■ Kutipan Dokumen:
Atas hal itu, Ridho menyebut pihaknya menyimpulkan bahwa ketimpangan dan ketidak-adilan penguasaan tanah di Indonesia sudah mengkhawatirkan.
Baca juga: Ekonom Senior Beberkan Solusi Atasi Konflik Agraria
Sebab kata dia, konflik yang berakar pada perampasan tanah yang hampir merata terjadi di seluruh Indonesia sering tidak ada sangkut-pautnya dengan kepentingan rakyat.
Kendati begitu kata dia hingga kini belum ada tanda-tanda upaya penyelesaian yang komprehensif dan menyentuh masalahnya.
“Pemerintah masih bermain-main dengan cara penyelesaian yang parsial, kagetan, bahkan tak jarang melibatkan aparat keamanan yang haram hukumnya dalam negara demokrasi,“ beber dia.
Pihaknya berpandangan, di masa pandemi ini justru konflik agraria makin meningkat. Itu didasari karena katanya, banyak perusahaan besar yang memanfaatkan pandemi untuk melakukan ekspansi bisnis di wilayah pedesaan.

■ Ketentuan Tugas:
Ringkas kutipan tentang konflik agraria ini dalam dua kalimat. Materi berikut berdiri sendiri dan tidak berhubungan dengan kutipan di atas.

■ Data yang Ditampilkan:
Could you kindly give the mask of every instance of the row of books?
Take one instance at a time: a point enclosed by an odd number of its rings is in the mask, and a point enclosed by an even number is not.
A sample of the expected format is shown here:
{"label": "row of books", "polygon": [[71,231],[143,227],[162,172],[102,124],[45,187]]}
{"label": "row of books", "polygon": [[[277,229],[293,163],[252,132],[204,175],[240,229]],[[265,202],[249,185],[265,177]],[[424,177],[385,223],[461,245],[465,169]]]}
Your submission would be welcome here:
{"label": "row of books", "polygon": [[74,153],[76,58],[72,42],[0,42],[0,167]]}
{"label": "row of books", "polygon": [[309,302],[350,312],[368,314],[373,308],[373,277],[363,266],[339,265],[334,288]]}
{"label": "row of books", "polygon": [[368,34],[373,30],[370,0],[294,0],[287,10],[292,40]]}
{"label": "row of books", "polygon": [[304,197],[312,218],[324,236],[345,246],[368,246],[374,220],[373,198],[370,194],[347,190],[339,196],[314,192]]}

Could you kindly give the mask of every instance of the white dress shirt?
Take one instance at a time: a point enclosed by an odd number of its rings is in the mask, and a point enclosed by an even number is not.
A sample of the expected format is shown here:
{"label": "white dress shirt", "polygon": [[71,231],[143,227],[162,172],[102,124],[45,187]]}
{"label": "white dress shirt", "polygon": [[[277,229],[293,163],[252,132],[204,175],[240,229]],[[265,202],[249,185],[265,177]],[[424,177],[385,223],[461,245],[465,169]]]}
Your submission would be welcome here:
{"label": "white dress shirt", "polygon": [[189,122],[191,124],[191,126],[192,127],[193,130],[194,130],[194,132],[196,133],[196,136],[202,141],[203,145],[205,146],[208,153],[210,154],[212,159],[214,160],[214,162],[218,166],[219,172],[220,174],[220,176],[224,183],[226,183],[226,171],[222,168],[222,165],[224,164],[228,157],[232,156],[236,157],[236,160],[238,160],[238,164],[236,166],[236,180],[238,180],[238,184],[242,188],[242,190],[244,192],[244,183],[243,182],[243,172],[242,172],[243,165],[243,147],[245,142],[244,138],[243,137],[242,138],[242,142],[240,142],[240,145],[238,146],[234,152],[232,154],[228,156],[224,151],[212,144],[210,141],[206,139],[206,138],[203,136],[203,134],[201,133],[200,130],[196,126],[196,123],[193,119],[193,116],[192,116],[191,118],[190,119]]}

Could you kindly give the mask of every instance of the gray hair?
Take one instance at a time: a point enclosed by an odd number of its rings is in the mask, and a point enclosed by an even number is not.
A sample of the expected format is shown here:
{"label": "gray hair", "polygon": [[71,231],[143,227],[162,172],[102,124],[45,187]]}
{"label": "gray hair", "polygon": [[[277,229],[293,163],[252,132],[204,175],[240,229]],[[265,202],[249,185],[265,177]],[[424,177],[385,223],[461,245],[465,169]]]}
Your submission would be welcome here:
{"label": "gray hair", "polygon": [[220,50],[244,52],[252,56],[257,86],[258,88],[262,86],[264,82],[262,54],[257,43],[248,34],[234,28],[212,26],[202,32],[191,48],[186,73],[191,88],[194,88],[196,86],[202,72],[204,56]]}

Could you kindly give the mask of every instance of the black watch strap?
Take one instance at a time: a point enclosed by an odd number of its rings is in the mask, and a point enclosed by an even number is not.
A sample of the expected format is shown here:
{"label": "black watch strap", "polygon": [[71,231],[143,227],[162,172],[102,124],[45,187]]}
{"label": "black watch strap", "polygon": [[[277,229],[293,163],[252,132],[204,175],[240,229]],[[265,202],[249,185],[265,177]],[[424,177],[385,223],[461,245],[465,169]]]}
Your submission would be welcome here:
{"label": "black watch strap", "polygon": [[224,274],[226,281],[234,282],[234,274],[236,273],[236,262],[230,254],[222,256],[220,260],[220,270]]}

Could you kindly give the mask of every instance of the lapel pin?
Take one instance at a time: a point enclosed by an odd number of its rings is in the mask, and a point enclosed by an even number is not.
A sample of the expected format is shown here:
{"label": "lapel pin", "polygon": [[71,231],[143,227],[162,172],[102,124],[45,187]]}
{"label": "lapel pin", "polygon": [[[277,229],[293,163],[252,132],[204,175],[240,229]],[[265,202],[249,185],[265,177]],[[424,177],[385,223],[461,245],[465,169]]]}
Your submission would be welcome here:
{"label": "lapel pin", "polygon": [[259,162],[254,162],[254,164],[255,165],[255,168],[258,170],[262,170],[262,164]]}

■ Jawaban Anda:
Ridho menyimpulkan bahwa ketimpangan dan ketidakadilan penguasaan tanah di Indonesia sudah mengkhawatirkan, sementara pemerintah belum menunjukkan upaya penyelesaian yang menyeluruh dan masih memakai cara parsial yang tak jarang melibatkan aparat keamanan. Menurut pihaknya, konflik agraria justru makin meningkat di masa pandemi karena banyak perusahaan besar memanfaatkan pandemi untuk memperluas bisnis di wilayah pedesaan.